ARTICLE>

>> START

Now, in that context, Stata works with various rules,
including evaluation of expressions like +1 and ignoring
spaces which are not explicitly given within
" ". The consequence, which may surprise you, is that
local i+1 3
is equivalent to
local i +13
or
local i 13
i.e. we end up with a local macro containing "13".
Two principles to carry forward are these:
1. Stata looks at your code character by character.
2. At any point it has (a range of) expectations:
depending on those expectations certain characters may
even get ignored.
In fact, you're very used to part of 2. already.
You know it makes no difference whether you say
di 2 + 2
di 2+2
di 2+ 2
etc. -- and most of the time that is a real feature --
although you might be surprised by the results of
di 2 + 2 3
If you are surprised, it is because of your assigning meanings
to that expression, which Stata knows nothing about,
either in that context or indeed in any other.
Stata knows rather little about what its own expressions
mean to itself, and nothing whatsoever about what they
mean to you. It would get an E on semantics, but an A on
its own syntax.
Back now to `i+1'. In the line
gen double peryt`i+1' = pery`i'
Stata sees, grouping characters, and skipping
over a lot of detailed reasoning,
"gen " OK -- command
"double " OK -- variable type makes sense given -gen-
"peryt" OK -- start of new variable name
` OK -- start of local macro name
i OK -- legal character within macro name
+ not OK -- illegal character within macro name,
but I'm going to ignore it;
the legal part of name has ended, so I am just
going to wait until I see the matching `
' OK -- end of local macro name
What has Stata got? `i' after ignoring "+1", and that
Stata knows about.
At this point a very fair question would be _why_ does
Stata ignore such characters within macro names?
Why doesn't it squawk?
I don't know, and there at least two plausible explanations:
1. This is really a bug, or at least an unintended side-effect
of the way parsing is implemented.
2. This is really a feature. In other examples, it can be
seen that given
local lue 42
di `lue'
di `lue '
di `lue '
all produce the same result, so trailing spaces are
ignored, whereas the same isn't true of leading spaces.
Perhaps somebody from Stata Corp can say more.
For what you want, there is a way to do it on the fly:
gen double peryt`=`i' + 1' = pery`i'
The `= together signal that an expression follows,
to be evaluated. This syntax was in fact introduced in Stata 7,
but not, I believe, documented at the time.
Another way to do it would be
local j = `i' + 1
gen double peryt`j' = pery`i'
There is more on local macros and on stuff like `=`i' + 1'
in Stata Journal 2(2), 202-222 (2002) and 3(2), 185-202 (2003).

>> END

TASK STATEMENT> According to the text on Stata macros, in which version of Stata was the `= syntax for evaluating an expression introduced? The items that come next have no connection to the text on Stata macros.

ENTRIES>
>> START

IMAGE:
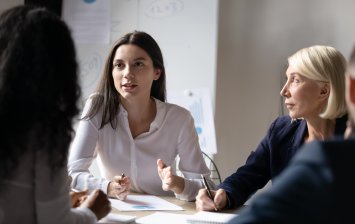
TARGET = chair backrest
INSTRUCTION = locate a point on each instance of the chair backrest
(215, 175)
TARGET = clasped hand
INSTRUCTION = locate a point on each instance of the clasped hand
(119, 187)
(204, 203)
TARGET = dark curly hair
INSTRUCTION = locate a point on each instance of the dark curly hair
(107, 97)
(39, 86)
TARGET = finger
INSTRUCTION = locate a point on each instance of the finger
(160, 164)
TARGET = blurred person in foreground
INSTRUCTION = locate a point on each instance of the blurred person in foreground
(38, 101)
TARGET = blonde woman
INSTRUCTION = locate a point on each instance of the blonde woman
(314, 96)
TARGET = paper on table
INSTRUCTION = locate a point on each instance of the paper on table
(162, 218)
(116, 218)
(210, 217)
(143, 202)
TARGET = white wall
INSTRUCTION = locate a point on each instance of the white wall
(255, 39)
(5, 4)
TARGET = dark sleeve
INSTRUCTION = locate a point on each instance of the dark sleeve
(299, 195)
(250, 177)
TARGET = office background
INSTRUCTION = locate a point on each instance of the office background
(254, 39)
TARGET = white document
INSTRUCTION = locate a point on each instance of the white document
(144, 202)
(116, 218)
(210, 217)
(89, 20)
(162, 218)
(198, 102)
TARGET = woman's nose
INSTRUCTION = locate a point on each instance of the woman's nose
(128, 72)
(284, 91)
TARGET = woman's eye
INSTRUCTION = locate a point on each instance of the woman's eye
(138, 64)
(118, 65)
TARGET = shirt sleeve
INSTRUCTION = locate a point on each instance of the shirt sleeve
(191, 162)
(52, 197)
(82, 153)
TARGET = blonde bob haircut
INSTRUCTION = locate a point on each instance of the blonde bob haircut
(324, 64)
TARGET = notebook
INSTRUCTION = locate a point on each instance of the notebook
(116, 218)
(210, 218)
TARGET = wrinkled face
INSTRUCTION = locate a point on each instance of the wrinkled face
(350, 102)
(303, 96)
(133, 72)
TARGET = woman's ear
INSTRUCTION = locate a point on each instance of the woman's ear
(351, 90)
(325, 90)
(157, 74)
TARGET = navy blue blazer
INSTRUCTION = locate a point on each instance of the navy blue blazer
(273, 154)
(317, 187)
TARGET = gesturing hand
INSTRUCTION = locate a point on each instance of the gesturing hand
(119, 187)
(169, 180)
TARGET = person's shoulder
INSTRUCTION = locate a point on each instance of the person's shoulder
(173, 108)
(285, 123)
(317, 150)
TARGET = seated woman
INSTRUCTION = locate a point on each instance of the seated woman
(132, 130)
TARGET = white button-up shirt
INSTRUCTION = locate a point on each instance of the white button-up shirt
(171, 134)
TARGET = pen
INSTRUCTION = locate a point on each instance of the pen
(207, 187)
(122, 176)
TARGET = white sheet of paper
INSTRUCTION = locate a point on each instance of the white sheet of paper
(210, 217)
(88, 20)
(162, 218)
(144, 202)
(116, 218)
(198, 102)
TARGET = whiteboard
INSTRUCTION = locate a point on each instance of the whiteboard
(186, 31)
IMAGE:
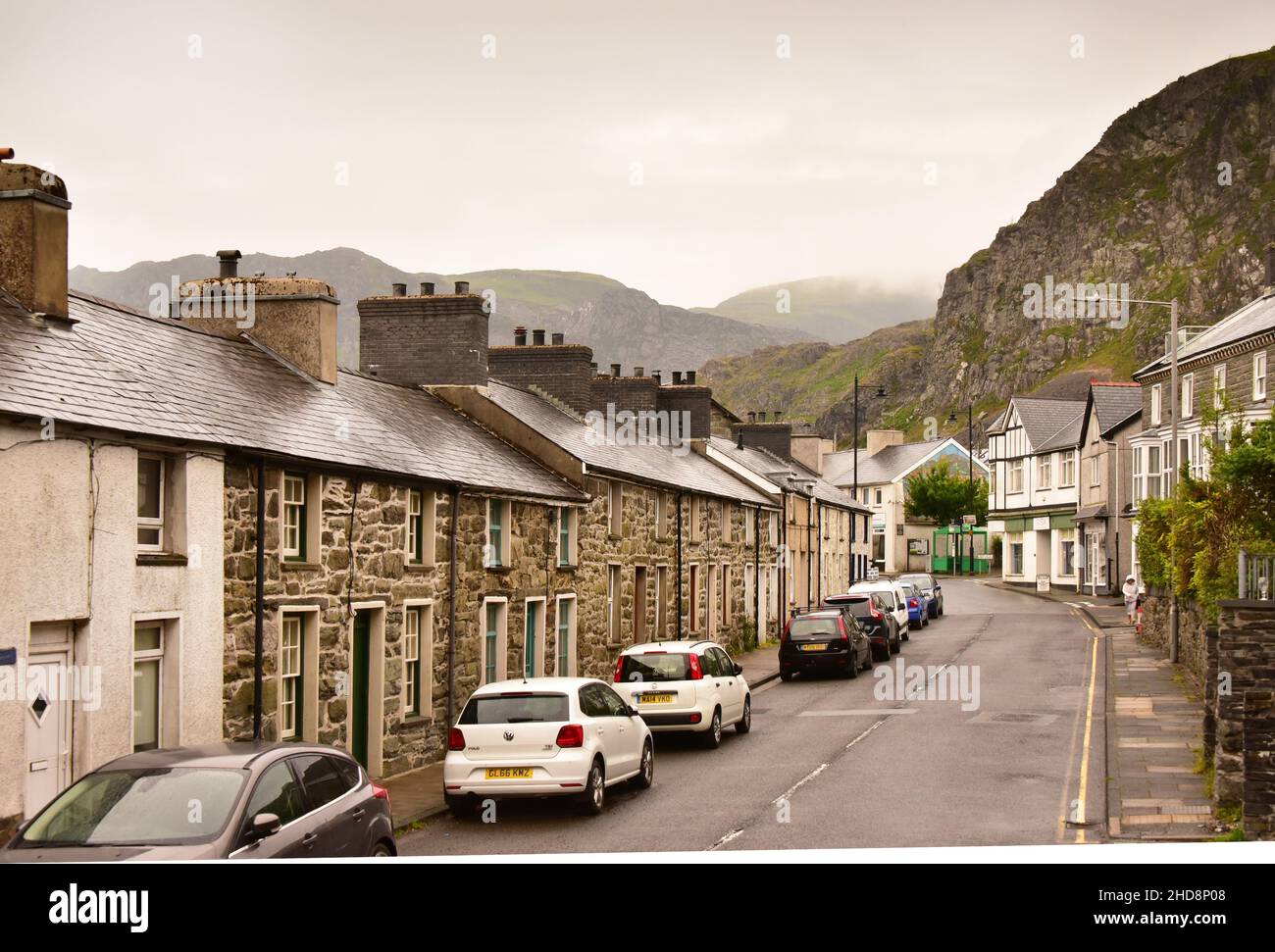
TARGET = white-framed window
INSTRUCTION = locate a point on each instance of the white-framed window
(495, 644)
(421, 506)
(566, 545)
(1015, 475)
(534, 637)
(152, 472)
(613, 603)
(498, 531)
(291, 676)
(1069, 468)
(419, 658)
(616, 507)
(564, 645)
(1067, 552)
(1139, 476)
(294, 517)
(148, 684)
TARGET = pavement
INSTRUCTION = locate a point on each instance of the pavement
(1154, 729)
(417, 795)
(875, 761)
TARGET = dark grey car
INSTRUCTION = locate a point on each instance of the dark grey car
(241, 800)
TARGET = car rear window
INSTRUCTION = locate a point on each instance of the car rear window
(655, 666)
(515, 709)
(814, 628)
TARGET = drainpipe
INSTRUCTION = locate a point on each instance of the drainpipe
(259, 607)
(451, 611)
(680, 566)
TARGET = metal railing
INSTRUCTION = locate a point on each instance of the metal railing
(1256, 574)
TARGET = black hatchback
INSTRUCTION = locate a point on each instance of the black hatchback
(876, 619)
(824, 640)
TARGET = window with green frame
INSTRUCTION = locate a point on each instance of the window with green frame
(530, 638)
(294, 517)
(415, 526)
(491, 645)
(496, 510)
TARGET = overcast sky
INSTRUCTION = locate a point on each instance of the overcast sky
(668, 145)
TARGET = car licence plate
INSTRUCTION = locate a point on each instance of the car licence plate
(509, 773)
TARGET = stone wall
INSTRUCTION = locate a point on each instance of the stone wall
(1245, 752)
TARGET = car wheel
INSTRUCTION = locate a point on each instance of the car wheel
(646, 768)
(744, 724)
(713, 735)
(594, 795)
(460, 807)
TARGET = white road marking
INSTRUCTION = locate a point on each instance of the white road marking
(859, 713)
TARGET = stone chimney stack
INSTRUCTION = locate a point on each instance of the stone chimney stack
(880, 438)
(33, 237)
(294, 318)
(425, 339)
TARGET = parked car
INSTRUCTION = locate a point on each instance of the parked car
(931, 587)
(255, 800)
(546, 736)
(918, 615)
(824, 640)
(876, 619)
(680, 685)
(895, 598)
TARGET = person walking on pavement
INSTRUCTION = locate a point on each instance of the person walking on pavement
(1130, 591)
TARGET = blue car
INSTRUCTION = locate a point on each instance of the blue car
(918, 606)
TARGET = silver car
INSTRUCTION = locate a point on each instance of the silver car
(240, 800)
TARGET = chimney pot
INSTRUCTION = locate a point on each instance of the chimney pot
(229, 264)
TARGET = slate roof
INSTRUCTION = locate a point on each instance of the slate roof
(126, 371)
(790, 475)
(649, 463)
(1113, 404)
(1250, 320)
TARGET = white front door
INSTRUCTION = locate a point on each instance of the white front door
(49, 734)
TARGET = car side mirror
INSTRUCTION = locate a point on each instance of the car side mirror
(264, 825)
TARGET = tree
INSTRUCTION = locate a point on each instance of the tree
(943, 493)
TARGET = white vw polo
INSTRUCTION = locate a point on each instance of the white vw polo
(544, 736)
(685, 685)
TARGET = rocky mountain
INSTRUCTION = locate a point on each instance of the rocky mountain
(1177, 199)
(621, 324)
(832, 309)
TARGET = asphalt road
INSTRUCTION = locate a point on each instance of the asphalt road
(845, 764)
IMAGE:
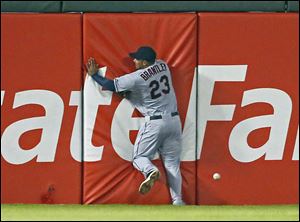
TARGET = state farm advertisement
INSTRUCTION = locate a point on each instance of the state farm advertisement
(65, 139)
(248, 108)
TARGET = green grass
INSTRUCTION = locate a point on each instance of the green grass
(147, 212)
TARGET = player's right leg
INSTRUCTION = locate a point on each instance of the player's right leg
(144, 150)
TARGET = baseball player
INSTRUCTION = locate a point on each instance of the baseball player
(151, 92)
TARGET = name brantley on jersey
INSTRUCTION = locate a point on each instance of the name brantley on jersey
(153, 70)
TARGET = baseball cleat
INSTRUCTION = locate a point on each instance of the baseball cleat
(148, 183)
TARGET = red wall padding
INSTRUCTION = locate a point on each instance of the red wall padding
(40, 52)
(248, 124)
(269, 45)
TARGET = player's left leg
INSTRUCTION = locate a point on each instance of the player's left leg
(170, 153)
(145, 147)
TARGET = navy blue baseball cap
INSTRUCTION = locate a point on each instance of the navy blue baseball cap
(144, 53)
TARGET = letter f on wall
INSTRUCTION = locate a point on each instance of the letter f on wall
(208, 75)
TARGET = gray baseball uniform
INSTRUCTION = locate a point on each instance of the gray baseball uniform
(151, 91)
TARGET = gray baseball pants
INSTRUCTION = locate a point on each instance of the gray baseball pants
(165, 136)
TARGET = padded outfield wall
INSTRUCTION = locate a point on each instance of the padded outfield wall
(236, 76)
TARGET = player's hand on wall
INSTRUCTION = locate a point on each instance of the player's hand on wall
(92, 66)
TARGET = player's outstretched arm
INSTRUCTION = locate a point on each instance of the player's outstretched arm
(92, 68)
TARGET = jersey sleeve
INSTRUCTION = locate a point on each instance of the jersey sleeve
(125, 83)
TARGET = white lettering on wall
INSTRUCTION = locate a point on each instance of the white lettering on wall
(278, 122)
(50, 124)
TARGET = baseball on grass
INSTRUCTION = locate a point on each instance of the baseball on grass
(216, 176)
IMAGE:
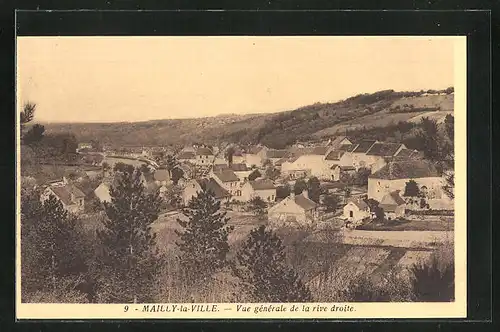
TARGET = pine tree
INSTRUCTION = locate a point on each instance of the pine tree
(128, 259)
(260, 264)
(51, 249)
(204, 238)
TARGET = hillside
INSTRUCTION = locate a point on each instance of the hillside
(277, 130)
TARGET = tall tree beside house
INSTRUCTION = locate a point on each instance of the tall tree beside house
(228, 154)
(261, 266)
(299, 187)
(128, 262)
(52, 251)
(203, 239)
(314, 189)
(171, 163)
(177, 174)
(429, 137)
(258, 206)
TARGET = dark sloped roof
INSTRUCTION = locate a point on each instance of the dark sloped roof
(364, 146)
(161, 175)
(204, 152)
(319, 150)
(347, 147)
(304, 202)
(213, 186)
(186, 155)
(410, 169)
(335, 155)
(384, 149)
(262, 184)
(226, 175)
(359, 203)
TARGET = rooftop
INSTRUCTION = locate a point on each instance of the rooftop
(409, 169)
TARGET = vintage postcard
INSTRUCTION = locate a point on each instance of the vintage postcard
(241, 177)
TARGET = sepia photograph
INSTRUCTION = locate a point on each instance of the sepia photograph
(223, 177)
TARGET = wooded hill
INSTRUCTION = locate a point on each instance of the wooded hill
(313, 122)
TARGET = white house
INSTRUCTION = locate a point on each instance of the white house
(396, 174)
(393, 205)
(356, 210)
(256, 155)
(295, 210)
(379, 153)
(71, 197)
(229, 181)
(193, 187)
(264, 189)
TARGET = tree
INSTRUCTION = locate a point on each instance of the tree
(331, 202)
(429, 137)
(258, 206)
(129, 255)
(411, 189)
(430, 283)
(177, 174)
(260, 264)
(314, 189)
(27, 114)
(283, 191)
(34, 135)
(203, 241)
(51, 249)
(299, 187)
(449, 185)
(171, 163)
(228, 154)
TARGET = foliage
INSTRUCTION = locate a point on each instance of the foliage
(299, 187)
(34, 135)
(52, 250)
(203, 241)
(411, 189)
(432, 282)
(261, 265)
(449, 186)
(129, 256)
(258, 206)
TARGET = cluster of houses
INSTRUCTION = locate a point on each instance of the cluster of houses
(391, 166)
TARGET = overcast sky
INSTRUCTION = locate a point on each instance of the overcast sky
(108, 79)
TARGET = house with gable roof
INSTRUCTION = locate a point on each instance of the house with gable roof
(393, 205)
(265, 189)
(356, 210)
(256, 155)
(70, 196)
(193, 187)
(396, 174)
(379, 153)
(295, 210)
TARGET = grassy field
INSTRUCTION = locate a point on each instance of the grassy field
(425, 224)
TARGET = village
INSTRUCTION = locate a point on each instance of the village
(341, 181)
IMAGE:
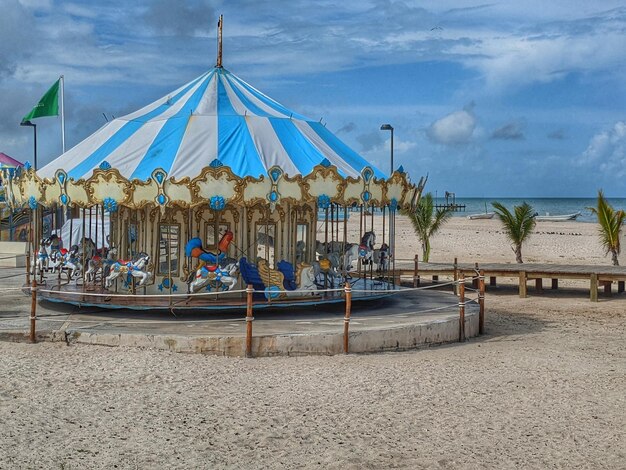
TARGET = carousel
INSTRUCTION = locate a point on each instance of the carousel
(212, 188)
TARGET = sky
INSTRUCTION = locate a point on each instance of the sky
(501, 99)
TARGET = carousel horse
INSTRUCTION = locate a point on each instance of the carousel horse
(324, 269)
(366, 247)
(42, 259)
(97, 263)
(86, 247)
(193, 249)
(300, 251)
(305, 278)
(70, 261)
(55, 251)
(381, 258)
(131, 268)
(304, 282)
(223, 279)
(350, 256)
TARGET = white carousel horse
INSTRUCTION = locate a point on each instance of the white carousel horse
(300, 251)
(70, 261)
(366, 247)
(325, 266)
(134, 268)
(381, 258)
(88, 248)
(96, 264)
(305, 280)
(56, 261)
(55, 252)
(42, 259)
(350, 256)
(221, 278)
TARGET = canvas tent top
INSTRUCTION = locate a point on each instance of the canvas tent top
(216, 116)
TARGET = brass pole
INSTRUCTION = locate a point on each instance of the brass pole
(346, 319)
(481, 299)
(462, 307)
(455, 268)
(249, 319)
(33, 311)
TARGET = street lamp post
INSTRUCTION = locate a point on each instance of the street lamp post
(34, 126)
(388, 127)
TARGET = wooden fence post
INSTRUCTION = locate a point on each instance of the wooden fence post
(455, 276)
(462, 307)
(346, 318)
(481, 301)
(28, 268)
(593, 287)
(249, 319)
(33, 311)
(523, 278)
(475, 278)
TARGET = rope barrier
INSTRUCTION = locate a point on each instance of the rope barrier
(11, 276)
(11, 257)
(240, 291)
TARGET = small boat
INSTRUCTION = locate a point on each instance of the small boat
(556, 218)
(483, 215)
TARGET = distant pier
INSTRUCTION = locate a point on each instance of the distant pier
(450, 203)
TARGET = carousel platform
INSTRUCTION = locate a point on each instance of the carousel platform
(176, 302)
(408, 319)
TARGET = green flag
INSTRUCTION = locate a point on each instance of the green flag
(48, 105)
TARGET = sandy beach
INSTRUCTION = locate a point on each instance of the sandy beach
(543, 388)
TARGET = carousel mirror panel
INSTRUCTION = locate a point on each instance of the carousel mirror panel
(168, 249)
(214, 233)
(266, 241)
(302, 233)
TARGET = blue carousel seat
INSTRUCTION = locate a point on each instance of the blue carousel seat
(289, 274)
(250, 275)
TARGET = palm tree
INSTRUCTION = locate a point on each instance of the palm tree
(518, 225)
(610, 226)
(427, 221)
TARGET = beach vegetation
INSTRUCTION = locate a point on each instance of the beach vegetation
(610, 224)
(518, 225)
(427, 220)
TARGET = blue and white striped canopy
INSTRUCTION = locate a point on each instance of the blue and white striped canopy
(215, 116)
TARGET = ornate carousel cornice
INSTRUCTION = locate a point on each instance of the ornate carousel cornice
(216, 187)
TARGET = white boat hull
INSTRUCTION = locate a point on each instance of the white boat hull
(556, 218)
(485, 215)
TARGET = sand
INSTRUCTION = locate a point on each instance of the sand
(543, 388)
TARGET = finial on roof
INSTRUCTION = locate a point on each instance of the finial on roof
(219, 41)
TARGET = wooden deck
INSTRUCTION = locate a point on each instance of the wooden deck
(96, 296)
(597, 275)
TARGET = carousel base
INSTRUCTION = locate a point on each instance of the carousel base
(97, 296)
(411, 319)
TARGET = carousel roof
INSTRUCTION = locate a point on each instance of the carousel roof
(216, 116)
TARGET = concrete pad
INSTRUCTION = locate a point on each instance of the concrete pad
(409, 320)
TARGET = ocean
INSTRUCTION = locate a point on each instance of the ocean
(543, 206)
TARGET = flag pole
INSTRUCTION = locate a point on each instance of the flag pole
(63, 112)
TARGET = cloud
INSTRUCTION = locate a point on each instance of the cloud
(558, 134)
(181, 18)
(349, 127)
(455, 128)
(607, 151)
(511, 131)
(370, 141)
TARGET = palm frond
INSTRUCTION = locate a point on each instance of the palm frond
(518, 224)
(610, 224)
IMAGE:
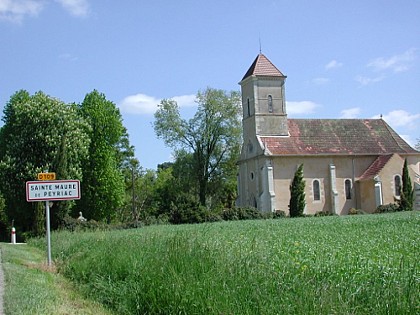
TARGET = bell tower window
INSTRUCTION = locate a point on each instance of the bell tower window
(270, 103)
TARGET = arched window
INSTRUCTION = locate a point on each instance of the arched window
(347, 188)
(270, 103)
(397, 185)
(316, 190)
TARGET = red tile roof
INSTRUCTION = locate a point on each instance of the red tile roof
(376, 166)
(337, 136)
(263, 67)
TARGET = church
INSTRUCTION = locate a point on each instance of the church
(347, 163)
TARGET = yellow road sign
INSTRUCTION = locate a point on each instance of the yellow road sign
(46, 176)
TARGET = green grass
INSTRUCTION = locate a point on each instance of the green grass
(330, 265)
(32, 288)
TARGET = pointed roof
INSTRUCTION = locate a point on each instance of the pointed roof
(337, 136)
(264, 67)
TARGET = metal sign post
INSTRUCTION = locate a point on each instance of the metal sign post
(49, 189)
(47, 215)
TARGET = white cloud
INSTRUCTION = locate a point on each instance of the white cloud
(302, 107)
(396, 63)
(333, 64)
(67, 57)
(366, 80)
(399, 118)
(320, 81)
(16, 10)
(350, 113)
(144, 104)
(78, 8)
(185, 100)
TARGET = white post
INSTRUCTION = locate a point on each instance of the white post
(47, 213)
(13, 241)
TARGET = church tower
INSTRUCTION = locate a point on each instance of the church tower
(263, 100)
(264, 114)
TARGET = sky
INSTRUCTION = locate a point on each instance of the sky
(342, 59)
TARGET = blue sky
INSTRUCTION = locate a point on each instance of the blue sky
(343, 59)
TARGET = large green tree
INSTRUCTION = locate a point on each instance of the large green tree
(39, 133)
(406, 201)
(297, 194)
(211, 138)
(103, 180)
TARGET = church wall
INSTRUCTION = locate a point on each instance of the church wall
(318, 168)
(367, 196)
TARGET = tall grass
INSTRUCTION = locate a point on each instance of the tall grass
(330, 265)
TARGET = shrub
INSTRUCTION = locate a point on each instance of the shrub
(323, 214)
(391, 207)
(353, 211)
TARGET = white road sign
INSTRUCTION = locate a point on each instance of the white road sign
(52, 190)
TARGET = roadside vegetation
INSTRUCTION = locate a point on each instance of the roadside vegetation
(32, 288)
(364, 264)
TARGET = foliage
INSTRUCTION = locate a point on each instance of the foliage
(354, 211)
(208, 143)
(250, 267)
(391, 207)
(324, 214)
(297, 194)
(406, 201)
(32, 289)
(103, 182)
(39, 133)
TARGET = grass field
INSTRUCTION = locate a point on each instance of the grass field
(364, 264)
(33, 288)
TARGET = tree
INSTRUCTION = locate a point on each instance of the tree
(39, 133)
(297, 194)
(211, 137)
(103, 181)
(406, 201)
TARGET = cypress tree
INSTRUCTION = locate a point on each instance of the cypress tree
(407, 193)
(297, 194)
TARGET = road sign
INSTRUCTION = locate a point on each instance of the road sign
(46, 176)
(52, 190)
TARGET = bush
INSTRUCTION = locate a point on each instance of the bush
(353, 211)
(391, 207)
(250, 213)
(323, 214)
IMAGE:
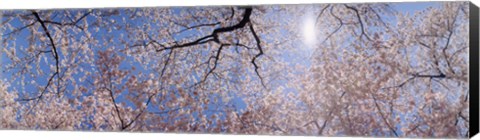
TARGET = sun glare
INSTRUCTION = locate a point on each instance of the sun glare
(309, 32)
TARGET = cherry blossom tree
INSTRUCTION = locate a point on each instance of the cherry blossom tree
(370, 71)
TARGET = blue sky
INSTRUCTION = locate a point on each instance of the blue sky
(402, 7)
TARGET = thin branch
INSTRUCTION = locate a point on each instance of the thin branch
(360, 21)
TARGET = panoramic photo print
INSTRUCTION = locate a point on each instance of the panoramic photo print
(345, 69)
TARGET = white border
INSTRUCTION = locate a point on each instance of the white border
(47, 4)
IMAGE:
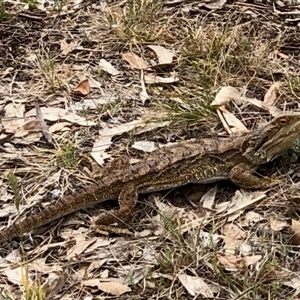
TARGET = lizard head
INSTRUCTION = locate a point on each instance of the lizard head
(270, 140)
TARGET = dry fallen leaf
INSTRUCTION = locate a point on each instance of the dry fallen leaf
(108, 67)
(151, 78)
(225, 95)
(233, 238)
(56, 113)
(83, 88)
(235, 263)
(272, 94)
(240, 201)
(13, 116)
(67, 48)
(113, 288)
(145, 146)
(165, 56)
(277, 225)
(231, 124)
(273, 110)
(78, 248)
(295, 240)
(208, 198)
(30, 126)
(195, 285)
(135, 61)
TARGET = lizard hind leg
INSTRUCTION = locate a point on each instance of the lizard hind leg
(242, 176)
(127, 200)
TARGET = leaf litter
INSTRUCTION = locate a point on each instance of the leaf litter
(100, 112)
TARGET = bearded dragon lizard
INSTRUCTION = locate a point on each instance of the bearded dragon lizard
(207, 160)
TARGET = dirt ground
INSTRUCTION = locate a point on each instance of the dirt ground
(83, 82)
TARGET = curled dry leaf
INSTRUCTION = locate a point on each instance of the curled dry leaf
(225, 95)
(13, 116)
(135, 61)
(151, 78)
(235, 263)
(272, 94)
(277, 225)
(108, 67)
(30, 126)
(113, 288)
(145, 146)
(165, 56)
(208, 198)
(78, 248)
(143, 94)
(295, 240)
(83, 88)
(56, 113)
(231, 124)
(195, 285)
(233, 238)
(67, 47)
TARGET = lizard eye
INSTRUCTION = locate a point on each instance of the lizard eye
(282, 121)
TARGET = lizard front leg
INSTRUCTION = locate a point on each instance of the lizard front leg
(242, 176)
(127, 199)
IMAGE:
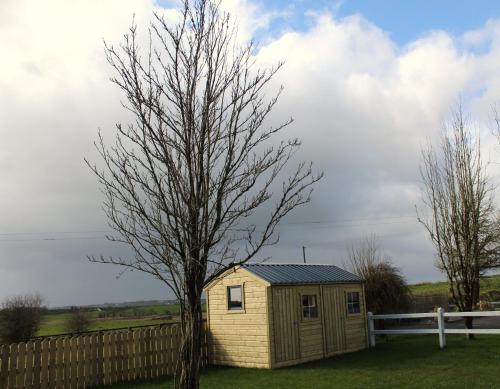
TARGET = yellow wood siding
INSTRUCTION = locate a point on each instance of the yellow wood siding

>> END

ANSWER TO THE TASK> Stata 7